>>

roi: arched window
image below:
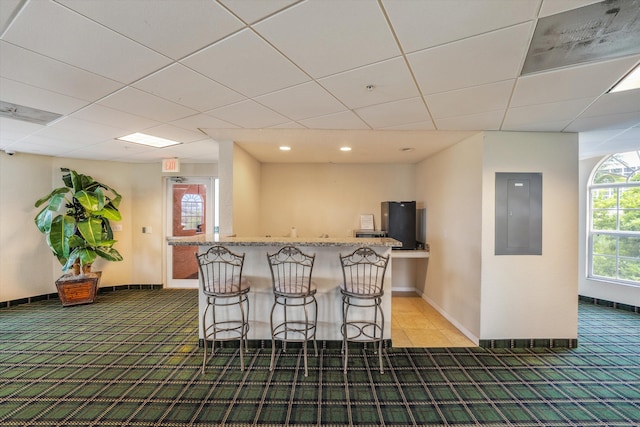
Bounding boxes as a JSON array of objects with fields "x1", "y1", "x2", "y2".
[
  {"x1": 589, "y1": 151, "x2": 640, "y2": 286},
  {"x1": 181, "y1": 193, "x2": 204, "y2": 231}
]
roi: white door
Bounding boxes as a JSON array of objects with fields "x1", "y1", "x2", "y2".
[{"x1": 166, "y1": 177, "x2": 216, "y2": 288}]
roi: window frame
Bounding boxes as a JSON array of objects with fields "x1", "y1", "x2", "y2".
[{"x1": 586, "y1": 150, "x2": 640, "y2": 287}]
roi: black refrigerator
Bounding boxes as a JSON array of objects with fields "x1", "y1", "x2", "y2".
[{"x1": 382, "y1": 202, "x2": 416, "y2": 249}]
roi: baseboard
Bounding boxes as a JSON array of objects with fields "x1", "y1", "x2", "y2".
[
  {"x1": 198, "y1": 338, "x2": 393, "y2": 351},
  {"x1": 421, "y1": 293, "x2": 480, "y2": 345},
  {"x1": 479, "y1": 338, "x2": 578, "y2": 349},
  {"x1": 0, "y1": 284, "x2": 163, "y2": 309},
  {"x1": 578, "y1": 295, "x2": 640, "y2": 314}
]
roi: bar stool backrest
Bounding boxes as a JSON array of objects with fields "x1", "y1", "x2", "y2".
[
  {"x1": 267, "y1": 246, "x2": 316, "y2": 296},
  {"x1": 340, "y1": 247, "x2": 389, "y2": 296},
  {"x1": 196, "y1": 245, "x2": 244, "y2": 296}
]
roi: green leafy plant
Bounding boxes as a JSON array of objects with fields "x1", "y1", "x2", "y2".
[{"x1": 35, "y1": 168, "x2": 122, "y2": 272}]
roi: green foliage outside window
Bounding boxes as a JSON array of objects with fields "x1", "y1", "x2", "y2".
[{"x1": 590, "y1": 151, "x2": 640, "y2": 285}]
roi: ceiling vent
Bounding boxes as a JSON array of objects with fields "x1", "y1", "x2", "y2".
[
  {"x1": 522, "y1": 0, "x2": 640, "y2": 75},
  {"x1": 0, "y1": 101, "x2": 62, "y2": 125}
]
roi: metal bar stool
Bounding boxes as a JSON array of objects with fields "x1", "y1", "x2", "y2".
[
  {"x1": 340, "y1": 247, "x2": 389, "y2": 374},
  {"x1": 196, "y1": 245, "x2": 250, "y2": 374},
  {"x1": 267, "y1": 246, "x2": 318, "y2": 377}
]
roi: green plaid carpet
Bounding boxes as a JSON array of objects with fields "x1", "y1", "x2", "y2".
[{"x1": 0, "y1": 290, "x2": 640, "y2": 427}]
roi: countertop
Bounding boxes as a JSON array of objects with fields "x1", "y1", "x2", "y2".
[{"x1": 167, "y1": 234, "x2": 402, "y2": 248}]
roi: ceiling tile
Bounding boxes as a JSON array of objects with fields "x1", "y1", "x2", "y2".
[
  {"x1": 511, "y1": 56, "x2": 640, "y2": 107},
  {"x1": 219, "y1": 0, "x2": 299, "y2": 24},
  {"x1": 255, "y1": 82, "x2": 346, "y2": 120},
  {"x1": 207, "y1": 101, "x2": 288, "y2": 129},
  {"x1": 171, "y1": 114, "x2": 238, "y2": 131},
  {"x1": 139, "y1": 125, "x2": 206, "y2": 143},
  {"x1": 539, "y1": 0, "x2": 602, "y2": 18},
  {"x1": 58, "y1": 0, "x2": 244, "y2": 59},
  {"x1": 383, "y1": 0, "x2": 540, "y2": 53},
  {"x1": 72, "y1": 104, "x2": 160, "y2": 132},
  {"x1": 298, "y1": 111, "x2": 370, "y2": 129},
  {"x1": 502, "y1": 98, "x2": 593, "y2": 131},
  {"x1": 0, "y1": 117, "x2": 44, "y2": 144},
  {"x1": 356, "y1": 98, "x2": 429, "y2": 129},
  {"x1": 133, "y1": 64, "x2": 245, "y2": 112},
  {"x1": 50, "y1": 116, "x2": 128, "y2": 143},
  {"x1": 182, "y1": 30, "x2": 309, "y2": 97},
  {"x1": 269, "y1": 122, "x2": 305, "y2": 129},
  {"x1": 27, "y1": 126, "x2": 104, "y2": 146},
  {"x1": 0, "y1": 41, "x2": 122, "y2": 101},
  {"x1": 98, "y1": 87, "x2": 196, "y2": 122},
  {"x1": 0, "y1": 136, "x2": 77, "y2": 156},
  {"x1": 2, "y1": 1, "x2": 170, "y2": 83},
  {"x1": 162, "y1": 139, "x2": 220, "y2": 163},
  {"x1": 565, "y1": 112, "x2": 640, "y2": 133},
  {"x1": 436, "y1": 110, "x2": 504, "y2": 130},
  {"x1": 426, "y1": 80, "x2": 515, "y2": 119},
  {"x1": 0, "y1": 78, "x2": 87, "y2": 114},
  {"x1": 318, "y1": 57, "x2": 420, "y2": 108},
  {"x1": 65, "y1": 139, "x2": 150, "y2": 160},
  {"x1": 580, "y1": 90, "x2": 640, "y2": 118},
  {"x1": 382, "y1": 120, "x2": 436, "y2": 130},
  {"x1": 254, "y1": 1, "x2": 400, "y2": 78},
  {"x1": 0, "y1": 0, "x2": 24, "y2": 34},
  {"x1": 408, "y1": 23, "x2": 531, "y2": 95}
]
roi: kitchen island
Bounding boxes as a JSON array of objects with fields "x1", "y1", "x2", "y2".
[{"x1": 169, "y1": 235, "x2": 401, "y2": 341}]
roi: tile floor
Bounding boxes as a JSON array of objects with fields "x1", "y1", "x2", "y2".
[{"x1": 391, "y1": 292, "x2": 477, "y2": 347}]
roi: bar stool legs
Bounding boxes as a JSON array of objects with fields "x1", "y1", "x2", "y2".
[
  {"x1": 267, "y1": 246, "x2": 318, "y2": 377},
  {"x1": 340, "y1": 247, "x2": 389, "y2": 374},
  {"x1": 202, "y1": 293, "x2": 249, "y2": 374},
  {"x1": 196, "y1": 245, "x2": 250, "y2": 374},
  {"x1": 340, "y1": 292, "x2": 384, "y2": 374}
]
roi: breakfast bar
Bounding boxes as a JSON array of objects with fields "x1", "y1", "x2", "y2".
[{"x1": 169, "y1": 235, "x2": 401, "y2": 341}]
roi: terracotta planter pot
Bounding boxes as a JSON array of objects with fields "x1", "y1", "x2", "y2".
[{"x1": 56, "y1": 273, "x2": 100, "y2": 307}]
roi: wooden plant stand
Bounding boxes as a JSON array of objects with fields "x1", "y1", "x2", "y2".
[{"x1": 56, "y1": 273, "x2": 100, "y2": 307}]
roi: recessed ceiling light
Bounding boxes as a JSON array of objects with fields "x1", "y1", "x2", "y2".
[
  {"x1": 609, "y1": 64, "x2": 640, "y2": 93},
  {"x1": 116, "y1": 132, "x2": 182, "y2": 148},
  {"x1": 0, "y1": 101, "x2": 62, "y2": 126}
]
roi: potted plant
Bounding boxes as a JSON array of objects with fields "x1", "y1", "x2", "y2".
[{"x1": 35, "y1": 168, "x2": 122, "y2": 305}]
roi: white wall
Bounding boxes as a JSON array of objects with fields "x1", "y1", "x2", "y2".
[
  {"x1": 0, "y1": 153, "x2": 59, "y2": 301},
  {"x1": 259, "y1": 163, "x2": 416, "y2": 237},
  {"x1": 233, "y1": 145, "x2": 261, "y2": 236},
  {"x1": 480, "y1": 132, "x2": 579, "y2": 339},
  {"x1": 416, "y1": 134, "x2": 483, "y2": 339},
  {"x1": 578, "y1": 153, "x2": 640, "y2": 306},
  {"x1": 0, "y1": 153, "x2": 217, "y2": 301}
]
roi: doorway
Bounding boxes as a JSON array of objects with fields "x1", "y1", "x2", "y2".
[{"x1": 166, "y1": 177, "x2": 217, "y2": 288}]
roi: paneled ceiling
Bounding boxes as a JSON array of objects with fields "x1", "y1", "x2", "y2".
[{"x1": 0, "y1": 0, "x2": 640, "y2": 163}]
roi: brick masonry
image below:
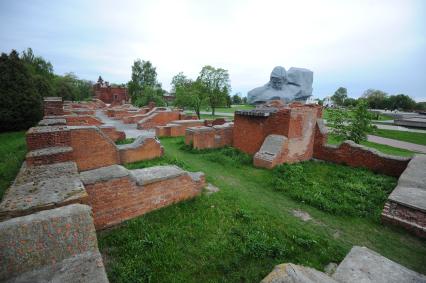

<<

• _WHAT TO PRODUCE_: Find and copy every line above that contains the word "stool", matching case exactly.

• _COMPLETE RESPONSE_:
roi: bar stool backrest
roi: metal bar stool
roi: bar stool legs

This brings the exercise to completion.